→ **Directions**:
1 > Reproduce the calorie and macro calculator help page in full, word for word.
2 > Pull out every line of the records that contains the word "shirt", matching case exactly.

→ **Passage to read**:
▼

Skip to main content

Calorie and Macro Calculator

When you start a client's meal plan, the calculator gives you a sensible starting point for daily calories and macros. You step through three short screens — profile, goal, macros — and the final numbers are yours to tweak before applying.

Everything the calculator suggests is editable. You stay in control of the final numbers.

When to use it

  • Building a new client's first plan. No targets exist yet — the calculator saves you from doing the math by hand.
  • Recalculating after a change. A weight change, a goal change, or a new training phase — anything that means the old numbers are no longer right.

Opening the calculator

From the client's Meal Plans tab, click Create Meal Plan. At the top of the builder you'll see a friendly nudge:

A "Not sure where to start?" card with two buttons: Calculate targets and Enter manually

  • Calculate targets opens the calculator.
  • Enter manually opens the targets editor if you already know the numbers you want.

If a plan already has targets and you want to recalculate, click Edit Targets instead. A Recalculate from client profile button at the top of that window opens the calculator.

The three steps

The calculator is a short wizard. Pills at the top show where you are — click any pill to jump back at any time.

Step 1 — Profile

Five fields about who the client is.

Step 1 of the calculator with sex, age, height, weight, and activity level fields, and a calculated panel showing BMR and TDEE

  • Sex
  • Age
  • Height (cm)
  • Current weight — pulled from their most recent check-in when one exists.
  • Activity level — pick from Sedentary up to Extra active. Each option has a one-line description so it's clear which level fits.

Anything we already know about the client is filled in for you. A red asterisk (*) marks any field still missing.

▲

→ **Data for this exercise**:
▼

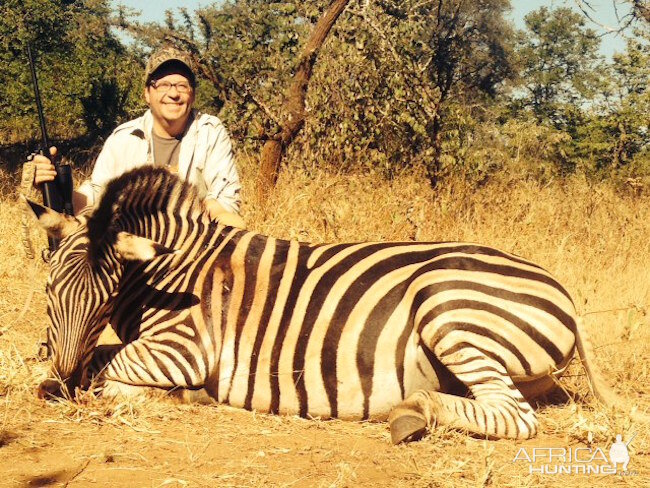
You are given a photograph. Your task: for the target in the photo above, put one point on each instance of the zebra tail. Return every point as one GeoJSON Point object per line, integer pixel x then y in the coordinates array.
{"type": "Point", "coordinates": [597, 383]}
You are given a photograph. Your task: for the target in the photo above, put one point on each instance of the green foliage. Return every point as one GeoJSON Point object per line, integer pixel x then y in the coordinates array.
{"type": "Point", "coordinates": [85, 74]}
{"type": "Point", "coordinates": [559, 64]}
{"type": "Point", "coordinates": [445, 85]}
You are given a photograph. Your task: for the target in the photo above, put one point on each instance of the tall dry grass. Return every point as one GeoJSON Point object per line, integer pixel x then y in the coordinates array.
{"type": "Point", "coordinates": [593, 237]}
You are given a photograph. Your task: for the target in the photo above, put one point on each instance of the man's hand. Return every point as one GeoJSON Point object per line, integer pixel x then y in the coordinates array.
{"type": "Point", "coordinates": [44, 169]}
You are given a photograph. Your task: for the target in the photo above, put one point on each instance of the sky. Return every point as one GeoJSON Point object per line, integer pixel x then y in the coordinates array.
{"type": "Point", "coordinates": [604, 13]}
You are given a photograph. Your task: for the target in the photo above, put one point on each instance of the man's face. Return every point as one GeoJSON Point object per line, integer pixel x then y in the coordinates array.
{"type": "Point", "coordinates": [169, 106]}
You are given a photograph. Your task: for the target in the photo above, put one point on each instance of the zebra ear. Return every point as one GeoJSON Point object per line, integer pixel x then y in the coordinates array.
{"type": "Point", "coordinates": [136, 248]}
{"type": "Point", "coordinates": [57, 225]}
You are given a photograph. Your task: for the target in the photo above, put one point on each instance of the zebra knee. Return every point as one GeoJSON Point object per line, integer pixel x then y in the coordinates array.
{"type": "Point", "coordinates": [410, 420]}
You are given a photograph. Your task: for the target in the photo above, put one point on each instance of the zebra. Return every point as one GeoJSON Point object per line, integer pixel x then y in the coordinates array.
{"type": "Point", "coordinates": [419, 334]}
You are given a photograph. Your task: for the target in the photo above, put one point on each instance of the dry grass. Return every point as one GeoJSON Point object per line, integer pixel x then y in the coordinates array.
{"type": "Point", "coordinates": [595, 240]}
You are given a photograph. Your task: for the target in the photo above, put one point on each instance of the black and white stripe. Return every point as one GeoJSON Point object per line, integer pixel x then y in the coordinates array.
{"type": "Point", "coordinates": [352, 331]}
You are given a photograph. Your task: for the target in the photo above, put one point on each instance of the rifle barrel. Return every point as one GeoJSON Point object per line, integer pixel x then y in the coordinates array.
{"type": "Point", "coordinates": [39, 106]}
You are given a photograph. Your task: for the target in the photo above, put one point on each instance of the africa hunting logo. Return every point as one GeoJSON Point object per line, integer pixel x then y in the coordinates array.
{"type": "Point", "coordinates": [577, 460]}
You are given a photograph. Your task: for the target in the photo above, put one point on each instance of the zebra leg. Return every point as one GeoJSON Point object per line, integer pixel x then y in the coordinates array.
{"type": "Point", "coordinates": [498, 409]}
{"type": "Point", "coordinates": [103, 361]}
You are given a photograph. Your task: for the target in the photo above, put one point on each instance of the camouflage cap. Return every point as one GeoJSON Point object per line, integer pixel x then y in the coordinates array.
{"type": "Point", "coordinates": [164, 55]}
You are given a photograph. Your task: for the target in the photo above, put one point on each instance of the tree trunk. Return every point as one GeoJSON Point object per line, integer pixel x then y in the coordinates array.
{"type": "Point", "coordinates": [275, 148]}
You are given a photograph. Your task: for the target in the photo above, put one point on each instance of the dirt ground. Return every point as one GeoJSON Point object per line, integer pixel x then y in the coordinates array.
{"type": "Point", "coordinates": [156, 442]}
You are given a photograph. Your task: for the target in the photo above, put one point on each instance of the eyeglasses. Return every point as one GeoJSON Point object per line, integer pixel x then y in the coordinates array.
{"type": "Point", "coordinates": [165, 86]}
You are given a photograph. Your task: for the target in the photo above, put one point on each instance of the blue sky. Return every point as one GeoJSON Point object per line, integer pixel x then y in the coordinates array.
{"type": "Point", "coordinates": [154, 11]}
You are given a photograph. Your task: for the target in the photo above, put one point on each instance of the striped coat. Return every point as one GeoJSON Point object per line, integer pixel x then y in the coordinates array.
{"type": "Point", "coordinates": [419, 333]}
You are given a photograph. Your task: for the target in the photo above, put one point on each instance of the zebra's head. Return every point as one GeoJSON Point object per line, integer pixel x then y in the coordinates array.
{"type": "Point", "coordinates": [81, 290]}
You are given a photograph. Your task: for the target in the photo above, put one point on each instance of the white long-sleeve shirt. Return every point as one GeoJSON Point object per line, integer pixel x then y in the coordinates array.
{"type": "Point", "coordinates": [206, 159]}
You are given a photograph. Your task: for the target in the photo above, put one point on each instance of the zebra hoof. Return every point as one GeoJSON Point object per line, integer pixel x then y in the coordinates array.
{"type": "Point", "coordinates": [407, 428]}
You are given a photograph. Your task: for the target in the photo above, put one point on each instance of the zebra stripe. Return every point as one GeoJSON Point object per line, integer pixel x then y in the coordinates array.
{"type": "Point", "coordinates": [354, 331]}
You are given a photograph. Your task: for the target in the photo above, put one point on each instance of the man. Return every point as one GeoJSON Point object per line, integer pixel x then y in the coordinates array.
{"type": "Point", "coordinates": [170, 133]}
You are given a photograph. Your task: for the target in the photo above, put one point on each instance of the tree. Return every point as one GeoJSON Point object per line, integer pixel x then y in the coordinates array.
{"type": "Point", "coordinates": [559, 63]}
{"type": "Point", "coordinates": [84, 72]}
{"type": "Point", "coordinates": [406, 73]}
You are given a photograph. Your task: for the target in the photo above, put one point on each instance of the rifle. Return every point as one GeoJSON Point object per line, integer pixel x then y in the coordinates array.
{"type": "Point", "coordinates": [57, 194]}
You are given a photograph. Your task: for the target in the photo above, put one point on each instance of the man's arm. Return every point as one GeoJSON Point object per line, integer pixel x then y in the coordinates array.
{"type": "Point", "coordinates": [220, 173]}
{"type": "Point", "coordinates": [44, 172]}
{"type": "Point", "coordinates": [218, 212]}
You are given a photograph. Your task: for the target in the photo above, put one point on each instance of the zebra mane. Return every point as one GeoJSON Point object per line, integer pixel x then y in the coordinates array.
{"type": "Point", "coordinates": [139, 196]}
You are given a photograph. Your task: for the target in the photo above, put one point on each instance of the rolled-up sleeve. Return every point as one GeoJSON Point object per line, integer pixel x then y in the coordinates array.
{"type": "Point", "coordinates": [220, 172]}
{"type": "Point", "coordinates": [105, 169]}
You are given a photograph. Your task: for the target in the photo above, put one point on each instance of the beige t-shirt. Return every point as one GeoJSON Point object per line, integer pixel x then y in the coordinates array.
{"type": "Point", "coordinates": [165, 152]}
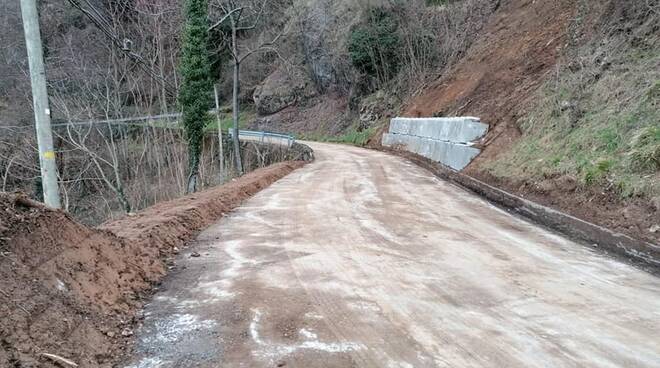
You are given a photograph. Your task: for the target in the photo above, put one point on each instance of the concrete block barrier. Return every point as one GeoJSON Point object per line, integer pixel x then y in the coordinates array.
{"type": "Point", "coordinates": [445, 140]}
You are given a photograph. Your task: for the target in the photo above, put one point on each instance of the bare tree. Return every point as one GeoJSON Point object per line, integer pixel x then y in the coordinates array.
{"type": "Point", "coordinates": [241, 17]}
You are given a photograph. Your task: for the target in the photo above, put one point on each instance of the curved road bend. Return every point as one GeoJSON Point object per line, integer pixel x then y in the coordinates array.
{"type": "Point", "coordinates": [362, 259]}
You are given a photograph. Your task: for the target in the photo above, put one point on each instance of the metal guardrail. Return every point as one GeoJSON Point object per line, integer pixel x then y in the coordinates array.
{"type": "Point", "coordinates": [265, 137]}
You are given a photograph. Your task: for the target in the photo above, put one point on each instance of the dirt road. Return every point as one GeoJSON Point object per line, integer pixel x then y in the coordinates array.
{"type": "Point", "coordinates": [361, 259]}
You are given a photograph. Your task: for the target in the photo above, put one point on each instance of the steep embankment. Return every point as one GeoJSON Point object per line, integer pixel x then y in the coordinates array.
{"type": "Point", "coordinates": [570, 92]}
{"type": "Point", "coordinates": [73, 291]}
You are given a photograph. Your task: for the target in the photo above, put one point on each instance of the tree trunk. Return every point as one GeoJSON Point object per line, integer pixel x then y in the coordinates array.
{"type": "Point", "coordinates": [237, 144]}
{"type": "Point", "coordinates": [192, 176]}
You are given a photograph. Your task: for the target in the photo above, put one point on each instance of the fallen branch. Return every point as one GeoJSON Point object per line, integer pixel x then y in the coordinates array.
{"type": "Point", "coordinates": [60, 360]}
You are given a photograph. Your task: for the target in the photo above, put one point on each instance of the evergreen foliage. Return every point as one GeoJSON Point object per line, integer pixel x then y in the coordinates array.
{"type": "Point", "coordinates": [374, 45]}
{"type": "Point", "coordinates": [195, 93]}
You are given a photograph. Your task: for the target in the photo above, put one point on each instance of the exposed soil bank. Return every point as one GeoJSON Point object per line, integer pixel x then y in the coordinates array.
{"type": "Point", "coordinates": [637, 251]}
{"type": "Point", "coordinates": [73, 291]}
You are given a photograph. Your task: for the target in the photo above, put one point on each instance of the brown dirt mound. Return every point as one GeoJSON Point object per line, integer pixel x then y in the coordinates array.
{"type": "Point", "coordinates": [497, 80]}
{"type": "Point", "coordinates": [73, 291]}
{"type": "Point", "coordinates": [502, 70]}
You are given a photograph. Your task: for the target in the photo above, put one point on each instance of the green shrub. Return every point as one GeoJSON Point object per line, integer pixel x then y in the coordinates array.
{"type": "Point", "coordinates": [374, 45]}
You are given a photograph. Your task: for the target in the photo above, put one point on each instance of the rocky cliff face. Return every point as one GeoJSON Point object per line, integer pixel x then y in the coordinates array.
{"type": "Point", "coordinates": [316, 54]}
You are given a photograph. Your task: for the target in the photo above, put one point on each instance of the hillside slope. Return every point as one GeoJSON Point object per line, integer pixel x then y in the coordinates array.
{"type": "Point", "coordinates": [570, 92]}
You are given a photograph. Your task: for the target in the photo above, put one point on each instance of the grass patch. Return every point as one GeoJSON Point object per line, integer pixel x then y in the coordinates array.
{"type": "Point", "coordinates": [352, 136]}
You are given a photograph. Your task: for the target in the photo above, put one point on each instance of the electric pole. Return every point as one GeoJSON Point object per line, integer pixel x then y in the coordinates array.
{"type": "Point", "coordinates": [40, 103]}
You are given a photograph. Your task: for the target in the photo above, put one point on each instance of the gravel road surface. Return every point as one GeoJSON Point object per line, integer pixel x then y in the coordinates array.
{"type": "Point", "coordinates": [362, 259]}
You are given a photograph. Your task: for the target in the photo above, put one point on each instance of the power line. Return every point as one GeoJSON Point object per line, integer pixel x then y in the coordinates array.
{"type": "Point", "coordinates": [123, 44]}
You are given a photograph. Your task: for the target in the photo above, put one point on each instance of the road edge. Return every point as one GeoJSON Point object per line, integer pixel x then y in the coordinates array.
{"type": "Point", "coordinates": [637, 252]}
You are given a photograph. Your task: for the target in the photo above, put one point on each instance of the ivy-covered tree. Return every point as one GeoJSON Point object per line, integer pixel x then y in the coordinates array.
{"type": "Point", "coordinates": [196, 85]}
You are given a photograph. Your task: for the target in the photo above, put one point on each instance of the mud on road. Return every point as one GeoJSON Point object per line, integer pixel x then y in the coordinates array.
{"type": "Point", "coordinates": [362, 259]}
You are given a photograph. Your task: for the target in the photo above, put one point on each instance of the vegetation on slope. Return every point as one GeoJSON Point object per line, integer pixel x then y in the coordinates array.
{"type": "Point", "coordinates": [598, 119]}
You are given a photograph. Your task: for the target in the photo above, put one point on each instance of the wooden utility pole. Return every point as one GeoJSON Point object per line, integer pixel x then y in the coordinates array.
{"type": "Point", "coordinates": [217, 116]}
{"type": "Point", "coordinates": [40, 103]}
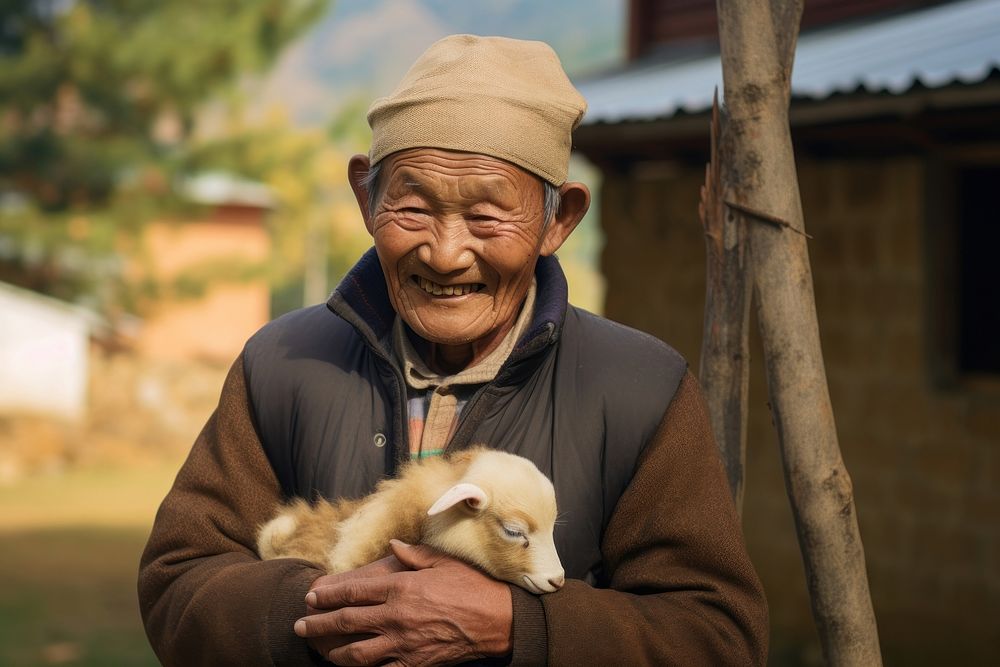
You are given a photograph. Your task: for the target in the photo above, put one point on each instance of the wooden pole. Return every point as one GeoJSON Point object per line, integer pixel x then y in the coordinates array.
{"type": "Point", "coordinates": [757, 40]}
{"type": "Point", "coordinates": [725, 352]}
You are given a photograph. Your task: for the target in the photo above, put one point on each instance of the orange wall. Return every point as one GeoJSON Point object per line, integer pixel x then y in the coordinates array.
{"type": "Point", "coordinates": [214, 326]}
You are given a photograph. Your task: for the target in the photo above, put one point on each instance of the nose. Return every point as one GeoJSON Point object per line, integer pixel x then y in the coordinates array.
{"type": "Point", "coordinates": [449, 251]}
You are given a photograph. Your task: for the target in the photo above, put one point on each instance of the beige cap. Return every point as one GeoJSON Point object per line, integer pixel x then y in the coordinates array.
{"type": "Point", "coordinates": [502, 97]}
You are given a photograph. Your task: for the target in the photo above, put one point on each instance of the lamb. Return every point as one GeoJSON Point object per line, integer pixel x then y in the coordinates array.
{"type": "Point", "coordinates": [489, 508]}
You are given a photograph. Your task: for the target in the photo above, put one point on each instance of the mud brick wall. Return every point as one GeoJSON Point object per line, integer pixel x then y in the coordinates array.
{"type": "Point", "coordinates": [925, 460]}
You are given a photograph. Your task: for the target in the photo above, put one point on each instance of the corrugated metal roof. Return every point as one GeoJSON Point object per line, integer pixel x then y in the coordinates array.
{"type": "Point", "coordinates": [954, 43]}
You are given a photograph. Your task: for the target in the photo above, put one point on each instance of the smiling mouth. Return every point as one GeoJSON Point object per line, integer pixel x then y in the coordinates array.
{"type": "Point", "coordinates": [435, 289]}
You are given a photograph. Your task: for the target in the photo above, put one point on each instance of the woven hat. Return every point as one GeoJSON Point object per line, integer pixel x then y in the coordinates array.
{"type": "Point", "coordinates": [502, 97]}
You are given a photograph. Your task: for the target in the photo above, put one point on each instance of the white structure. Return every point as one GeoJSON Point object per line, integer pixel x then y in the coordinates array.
{"type": "Point", "coordinates": [43, 354]}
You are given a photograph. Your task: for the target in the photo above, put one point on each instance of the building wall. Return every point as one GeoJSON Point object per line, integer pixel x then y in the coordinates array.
{"type": "Point", "coordinates": [214, 325]}
{"type": "Point", "coordinates": [925, 461]}
{"type": "Point", "coordinates": [43, 355]}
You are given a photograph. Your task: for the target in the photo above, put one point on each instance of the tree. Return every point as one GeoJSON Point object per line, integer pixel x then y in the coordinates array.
{"type": "Point", "coordinates": [97, 100]}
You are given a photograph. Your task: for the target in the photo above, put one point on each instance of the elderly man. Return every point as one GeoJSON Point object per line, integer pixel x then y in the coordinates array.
{"type": "Point", "coordinates": [455, 330]}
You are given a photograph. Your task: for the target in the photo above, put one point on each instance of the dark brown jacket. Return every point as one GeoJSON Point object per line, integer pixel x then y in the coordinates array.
{"type": "Point", "coordinates": [657, 571]}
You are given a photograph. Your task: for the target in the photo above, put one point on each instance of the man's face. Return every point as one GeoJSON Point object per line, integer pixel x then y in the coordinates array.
{"type": "Point", "coordinates": [457, 235]}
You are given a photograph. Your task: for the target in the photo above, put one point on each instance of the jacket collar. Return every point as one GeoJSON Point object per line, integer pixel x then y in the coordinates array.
{"type": "Point", "coordinates": [362, 299]}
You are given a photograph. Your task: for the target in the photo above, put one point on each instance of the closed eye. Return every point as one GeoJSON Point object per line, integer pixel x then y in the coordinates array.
{"type": "Point", "coordinates": [513, 533]}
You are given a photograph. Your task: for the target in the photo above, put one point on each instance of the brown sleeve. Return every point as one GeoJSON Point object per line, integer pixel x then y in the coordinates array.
{"type": "Point", "coordinates": [682, 588]}
{"type": "Point", "coordinates": [205, 597]}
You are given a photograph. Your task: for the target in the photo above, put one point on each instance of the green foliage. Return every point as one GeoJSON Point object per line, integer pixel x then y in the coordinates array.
{"type": "Point", "coordinates": [97, 102]}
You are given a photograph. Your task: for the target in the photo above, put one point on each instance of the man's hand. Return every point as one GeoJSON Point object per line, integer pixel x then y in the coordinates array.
{"type": "Point", "coordinates": [441, 611]}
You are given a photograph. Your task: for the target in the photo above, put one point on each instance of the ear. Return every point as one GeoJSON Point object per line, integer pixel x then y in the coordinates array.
{"type": "Point", "coordinates": [573, 205]}
{"type": "Point", "coordinates": [473, 496]}
{"type": "Point", "coordinates": [357, 170]}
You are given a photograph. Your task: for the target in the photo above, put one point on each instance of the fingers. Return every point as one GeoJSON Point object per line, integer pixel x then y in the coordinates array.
{"type": "Point", "coordinates": [368, 652]}
{"type": "Point", "coordinates": [349, 593]}
{"type": "Point", "coordinates": [342, 622]}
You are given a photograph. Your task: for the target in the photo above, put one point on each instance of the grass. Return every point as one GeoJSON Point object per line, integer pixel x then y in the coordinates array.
{"type": "Point", "coordinates": [70, 551]}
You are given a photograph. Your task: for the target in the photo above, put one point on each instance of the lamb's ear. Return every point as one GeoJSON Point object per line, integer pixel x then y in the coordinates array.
{"type": "Point", "coordinates": [473, 496]}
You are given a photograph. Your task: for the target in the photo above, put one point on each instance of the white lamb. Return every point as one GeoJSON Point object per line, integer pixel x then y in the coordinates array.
{"type": "Point", "coordinates": [489, 508]}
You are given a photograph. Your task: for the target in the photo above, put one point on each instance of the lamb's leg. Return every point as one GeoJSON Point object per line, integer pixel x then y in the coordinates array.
{"type": "Point", "coordinates": [364, 536]}
{"type": "Point", "coordinates": [301, 531]}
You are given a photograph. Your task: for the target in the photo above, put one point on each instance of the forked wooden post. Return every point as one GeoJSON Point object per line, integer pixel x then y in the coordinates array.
{"type": "Point", "coordinates": [725, 352]}
{"type": "Point", "coordinates": [752, 189]}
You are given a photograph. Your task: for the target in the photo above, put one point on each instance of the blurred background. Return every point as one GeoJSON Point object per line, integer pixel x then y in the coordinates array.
{"type": "Point", "coordinates": [172, 176]}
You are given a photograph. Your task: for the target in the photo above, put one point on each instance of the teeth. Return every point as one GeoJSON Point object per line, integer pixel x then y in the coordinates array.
{"type": "Point", "coordinates": [446, 290]}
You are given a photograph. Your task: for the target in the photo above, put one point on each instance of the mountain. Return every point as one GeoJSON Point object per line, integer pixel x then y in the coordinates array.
{"type": "Point", "coordinates": [360, 49]}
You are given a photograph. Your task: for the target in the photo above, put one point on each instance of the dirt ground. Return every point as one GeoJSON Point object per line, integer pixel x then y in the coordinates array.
{"type": "Point", "coordinates": [140, 412]}
{"type": "Point", "coordinates": [76, 504]}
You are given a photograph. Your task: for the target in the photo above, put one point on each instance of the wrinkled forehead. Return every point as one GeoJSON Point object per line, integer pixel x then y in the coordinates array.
{"type": "Point", "coordinates": [432, 172]}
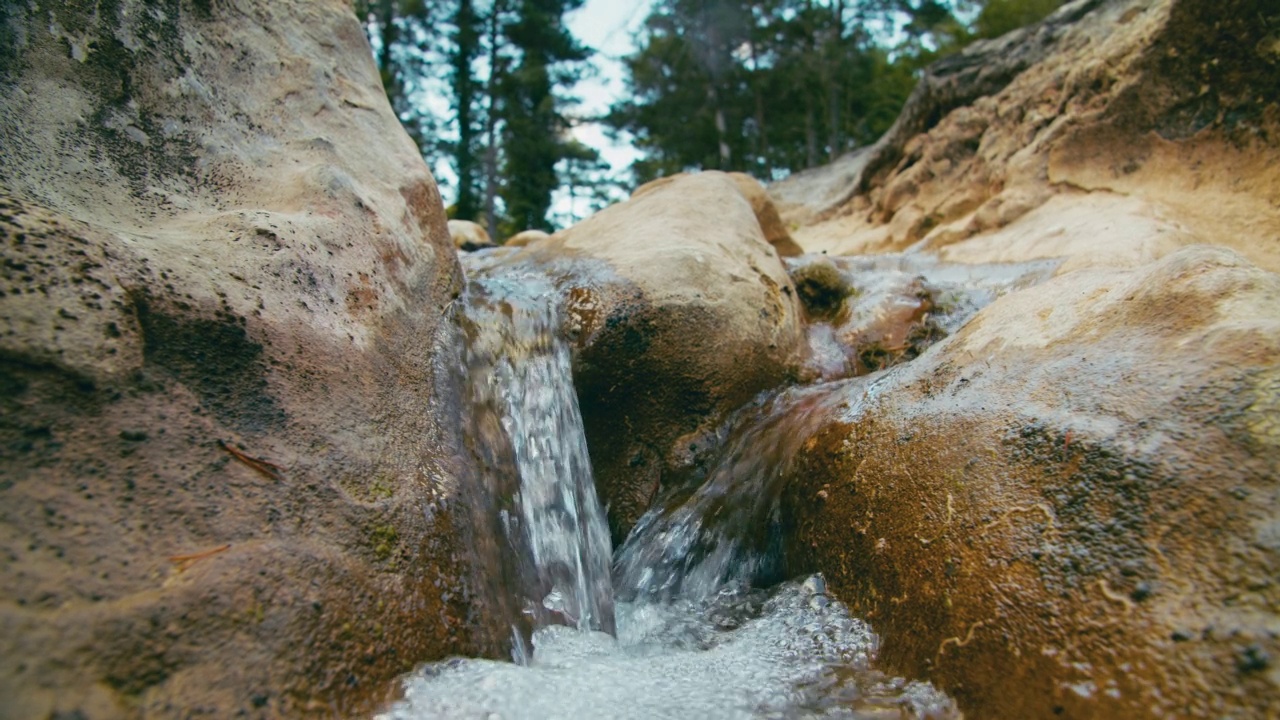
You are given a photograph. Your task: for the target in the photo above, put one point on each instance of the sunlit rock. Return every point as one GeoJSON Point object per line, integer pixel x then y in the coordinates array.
{"type": "Point", "coordinates": [1069, 507]}
{"type": "Point", "coordinates": [225, 404]}
{"type": "Point", "coordinates": [1110, 135]}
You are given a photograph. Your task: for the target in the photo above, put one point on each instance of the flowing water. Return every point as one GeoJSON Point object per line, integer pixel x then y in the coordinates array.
{"type": "Point", "coordinates": [704, 625]}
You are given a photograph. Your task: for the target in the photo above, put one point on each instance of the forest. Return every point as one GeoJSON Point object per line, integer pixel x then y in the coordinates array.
{"type": "Point", "coordinates": [767, 87]}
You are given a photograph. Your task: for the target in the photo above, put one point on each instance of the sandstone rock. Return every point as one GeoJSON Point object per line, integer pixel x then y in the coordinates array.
{"type": "Point", "coordinates": [771, 223]}
{"type": "Point", "coordinates": [1121, 103]}
{"type": "Point", "coordinates": [227, 383]}
{"type": "Point", "coordinates": [680, 317]}
{"type": "Point", "coordinates": [469, 236]}
{"type": "Point", "coordinates": [1069, 507]}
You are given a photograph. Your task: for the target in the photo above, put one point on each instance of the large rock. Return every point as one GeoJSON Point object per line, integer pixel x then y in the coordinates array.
{"type": "Point", "coordinates": [227, 404]}
{"type": "Point", "coordinates": [762, 204]}
{"type": "Point", "coordinates": [680, 314]}
{"type": "Point", "coordinates": [1069, 507]}
{"type": "Point", "coordinates": [1157, 119]}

▲

→ **Results**:
1 >
Skip to main content

Calorie and Macro Calculator

When you start a client's meal plan, the calculator gives you a sensible starting point for daily calories and macros. You step through three short screens — profile, goal, macros — and the final numbers are yours to tweak before applying.

Everything the calculator suggests is editable. You stay in control of the final numbers.

When to use it

  • Building a new client's first plan. No targets exist yet — the calculator saves you from doing the math by hand.
  • Recalculating after a change. A weight change, a goal change, or a new training phase — anything that means the old numbers are no longer right.

Opening the calculator

From the client's Meal Plans tab, click Create Meal Plan. At the top of the builder you'll see a friendly nudge:

A "Not sure where to start?" card with two buttons: Calculate targets and Enter manually

  • Calculate targets opens the calculator.
  • Enter manually opens the targets editor if you already know the numbers you want.

If a plan already has targets and you want to recalculate, click Edit Targets instead. A Recalculate from client profile button at the top of that window opens the calculator.

The three steps

The calculator is a short wizard. Pills at the top show where you are — click any pill to jump back at any time.

Step 1 — Profile

Five fields about who the client is.

Step 1 of the calculator with sex, age, height, weight, and activity level fields, and a calculated panel showing BMR and TDEE

  • Sex
  • Age
  • Height (cm)
  • Current weight — pulled from their most recent check-in when one exists.
  • Activity level — pick from Sedentary up to Extra active. Each option has a one-line description so it's clear which level fits.

Anything we already know about the client is filled in for you. A red asterisk (*) marks any field still missing.

2 >
You are given a photograph. Your task: for the target in the photo above, put one point on each instance of the white long-sleeve shirt. Return every point as one GeoJSON Point object per line, integer pixel x then y in the coordinates array.
You are given a photograph. Your task: for the target in the photo above, put one point on each instance of the beige t-shirt. Return every point as one GeoJSON Point object per line, integer pixel x then y in the coordinates array.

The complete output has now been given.